_Task directions_
Taking the line with "positive clicks: (0, 85) (34, 83) (21, 79)" as the first and the line with "224L463 310L524 311L509" as the last, set down exactly every line in that range from the entries below, and no more.

(Collected data)
====

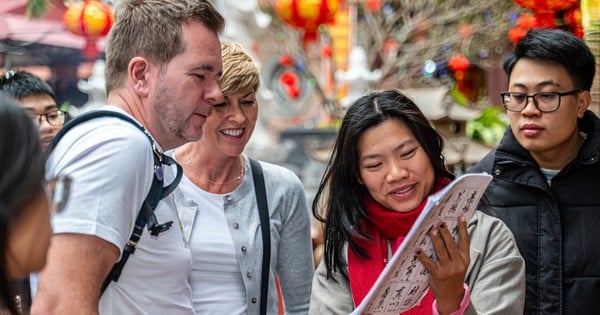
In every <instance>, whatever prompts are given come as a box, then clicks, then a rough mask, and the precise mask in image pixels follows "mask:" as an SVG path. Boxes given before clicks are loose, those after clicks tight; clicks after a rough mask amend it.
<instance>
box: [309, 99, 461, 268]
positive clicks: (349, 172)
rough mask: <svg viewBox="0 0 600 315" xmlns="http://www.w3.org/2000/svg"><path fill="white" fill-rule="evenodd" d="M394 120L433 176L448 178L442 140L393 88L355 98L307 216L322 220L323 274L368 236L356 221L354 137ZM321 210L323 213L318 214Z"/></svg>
mask: <svg viewBox="0 0 600 315" xmlns="http://www.w3.org/2000/svg"><path fill="white" fill-rule="evenodd" d="M389 119H395V120H398V121H401V122H403V123H404V124H406V126H407V127H408V129H409V130H410V131H411V132H412V134H413V135H414V136H415V138H416V139H417V140H418V141H419V143H420V145H421V147H422V148H423V150H424V151H425V153H426V154H427V156H428V157H429V160H430V161H431V164H432V165H433V169H434V173H435V176H436V177H446V178H450V179H453V178H454V175H453V174H452V173H450V171H448V169H447V168H446V165H445V160H444V156H443V155H442V149H443V147H444V140H443V138H442V137H441V136H440V134H438V133H437V131H436V130H435V129H433V127H432V126H431V124H430V122H429V121H428V120H427V118H425V116H424V115H423V113H422V112H421V110H420V109H419V108H418V107H417V105H416V104H415V103H414V102H413V101H412V100H411V99H409V98H408V97H406V96H405V95H403V94H402V93H400V92H399V91H394V90H389V91H381V92H372V93H369V94H367V95H365V96H363V97H361V98H359V99H358V100H356V101H355V102H354V103H353V104H352V105H351V106H350V107H349V108H348V111H347V112H346V114H345V116H344V118H343V120H342V125H341V127H340V130H339V133H338V135H337V138H336V141H335V145H334V147H333V152H332V154H331V157H330V159H329V162H328V165H327V167H326V169H325V173H324V175H323V178H322V179H321V183H320V185H319V188H318V190H317V193H316V195H315V199H314V200H313V204H312V212H313V215H314V216H315V217H316V218H317V219H318V220H319V221H321V222H323V223H325V250H324V254H323V259H324V260H325V264H326V266H327V276H328V277H329V276H331V275H332V272H333V271H336V270H340V271H341V272H342V274H343V275H346V274H345V271H344V269H343V268H340V267H341V266H343V265H344V262H343V257H344V255H343V248H344V244H345V243H346V242H347V243H348V246H349V248H350V249H351V250H352V251H354V252H355V253H357V254H358V255H363V256H364V255H365V250H364V249H363V248H361V247H360V246H359V245H358V243H357V242H356V239H357V238H359V239H360V238H362V239H364V238H368V237H369V236H368V235H366V234H365V233H364V232H363V231H362V230H361V229H360V225H359V222H360V221H361V220H363V219H365V218H366V211H365V206H364V202H363V199H364V197H365V194H366V193H367V189H366V188H365V186H364V185H362V184H360V183H359V161H358V150H357V142H358V138H359V137H360V136H361V135H362V134H363V133H364V132H365V131H366V130H368V129H369V128H372V127H375V126H377V125H379V124H381V123H383V122H384V121H386V120H389ZM322 211H323V212H322Z"/></svg>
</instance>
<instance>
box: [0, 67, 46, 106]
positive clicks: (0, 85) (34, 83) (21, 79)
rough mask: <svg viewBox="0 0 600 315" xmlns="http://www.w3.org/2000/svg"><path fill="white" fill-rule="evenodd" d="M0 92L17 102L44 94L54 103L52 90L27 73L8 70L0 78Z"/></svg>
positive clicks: (32, 76) (38, 79)
mask: <svg viewBox="0 0 600 315" xmlns="http://www.w3.org/2000/svg"><path fill="white" fill-rule="evenodd" d="M0 90H2V91H4V92H6V93H8V94H9V95H10V96H12V97H14V98H15V99H17V100H20V99H22V98H24V97H27V96H30V95H38V94H46V95H48V96H50V97H52V99H53V100H54V101H55V102H56V96H55V95H54V90H52V88H51V87H50V85H48V83H46V82H45V81H44V80H42V79H41V78H39V77H37V76H35V75H33V74H31V73H29V72H27V71H13V70H8V71H7V72H5V73H4V74H2V75H1V76H0Z"/></svg>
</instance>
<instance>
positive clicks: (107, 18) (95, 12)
mask: <svg viewBox="0 0 600 315" xmlns="http://www.w3.org/2000/svg"><path fill="white" fill-rule="evenodd" d="M63 24H64V25H65V28H66V29H67V30H68V31H70V32H71V33H73V34H76V35H80V36H83V37H85V39H86V45H85V47H84V48H83V55H84V56H86V57H87V58H88V59H89V60H90V61H91V60H94V59H95V58H96V56H97V54H98V48H97V47H96V41H97V40H98V39H99V38H100V37H103V36H106V34H108V32H109V31H110V28H111V27H112V25H113V24H114V17H113V10H112V7H111V6H110V5H109V4H107V3H105V2H102V1H99V0H84V1H81V2H78V3H75V4H74V5H72V6H71V7H69V9H68V10H67V11H66V12H65V14H64V16H63Z"/></svg>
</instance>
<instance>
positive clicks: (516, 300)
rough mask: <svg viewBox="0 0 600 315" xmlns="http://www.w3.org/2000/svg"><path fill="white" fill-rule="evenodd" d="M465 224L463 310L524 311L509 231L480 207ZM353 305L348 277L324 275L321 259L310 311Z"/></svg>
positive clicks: (517, 311)
mask: <svg viewBox="0 0 600 315" xmlns="http://www.w3.org/2000/svg"><path fill="white" fill-rule="evenodd" d="M468 228H469V237H470V239H471V263H470V265H469V269H468V270H467V278H466V280H465V283H467V285H468V286H469V291H470V294H471V303H470V305H469V307H468V308H467V311H466V312H465V314H468V315H474V314H499V315H500V314H502V315H505V314H511V315H513V314H523V305H524V303H525V262H524V261H523V258H522V257H521V255H520V254H519V250H518V249H517V244H516V243H515V240H514V238H513V235H512V233H511V232H510V230H509V229H508V228H507V227H506V225H505V224H504V223H503V222H502V221H500V220H498V219H496V218H494V217H491V216H489V215H486V214H484V213H482V212H481V211H476V212H475V214H474V215H473V218H471V220H470V222H469V225H468ZM344 268H347V267H344ZM336 280H337V281H336ZM353 309H354V301H353V300H352V294H351V292H350V284H349V282H348V279H347V278H345V277H343V276H342V275H341V274H340V273H335V280H333V279H331V278H330V279H327V270H326V268H325V264H324V263H323V261H321V263H320V264H319V267H318V268H317V271H316V272H315V275H314V278H313V284H312V294H311V300H310V309H309V314H314V315H325V314H336V315H337V314H350V313H351V312H352V310H353Z"/></svg>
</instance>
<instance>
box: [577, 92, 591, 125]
mask: <svg viewBox="0 0 600 315" xmlns="http://www.w3.org/2000/svg"><path fill="white" fill-rule="evenodd" d="M591 102H592V95H591V94H590V91H583V92H581V93H579V95H578V97H577V117H579V118H582V117H583V114H584V113H585V111H586V110H587V109H588V107H589V106H590V103H591Z"/></svg>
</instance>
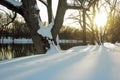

====

_Result of this exercise_
positive clicks: (0, 85) (34, 83) (21, 79)
rough mask: <svg viewBox="0 0 600 315" xmlns="http://www.w3.org/2000/svg"><path fill="white" fill-rule="evenodd" d="M0 92L17 102L44 94L54 103L52 90L27 73L8 70L0 78Z"/></svg>
positive clicks: (32, 76) (38, 79)
mask: <svg viewBox="0 0 600 315" xmlns="http://www.w3.org/2000/svg"><path fill="white" fill-rule="evenodd" d="M0 90H2V91H4V92H6V93H8V94H9V95H10V96H12V97H14V98H15V99H17V100H20V99H22V98H24V97H27V96H30V95H38V94H46V95H48V96H50V97H52V99H53V100H54V101H55V102H56V96H55V95H54V90H52V88H51V87H50V85H48V83H46V82H45V81H44V80H42V79H41V78H39V77H37V76H35V75H33V74H31V73H29V72H27V71H13V70H8V71H7V72H5V73H4V74H2V75H1V76H0Z"/></svg>
</instance>
<instance>
positive clicks: (107, 18) (95, 12)
mask: <svg viewBox="0 0 600 315" xmlns="http://www.w3.org/2000/svg"><path fill="white" fill-rule="evenodd" d="M63 24H64V25H65V28H66V29H67V30H68V31H70V32H71V33H73V34H76V35H80V36H83V37H85V39H86V45H85V47H84V48H83V55H84V56H86V57H87V58H88V59H89V60H90V61H91V60H94V59H95V58H96V56H97V54H98V48H97V47H96V41H97V40H98V39H99V38H100V37H103V36H106V34H108V32H109V31H110V28H111V27H112V25H113V24H114V17H113V10H112V7H111V6H110V5H109V4H107V3H105V2H102V1H99V0H84V1H81V2H78V3H75V4H74V5H72V6H71V7H69V9H68V10H67V11H66V12H65V14H64V16H63Z"/></svg>
</instance>
<instance>
positive clicks: (516, 300)
rough mask: <svg viewBox="0 0 600 315" xmlns="http://www.w3.org/2000/svg"><path fill="white" fill-rule="evenodd" d="M465 224L463 310L524 311L509 231L480 207ZM353 305L348 277L324 275L321 259L310 311Z"/></svg>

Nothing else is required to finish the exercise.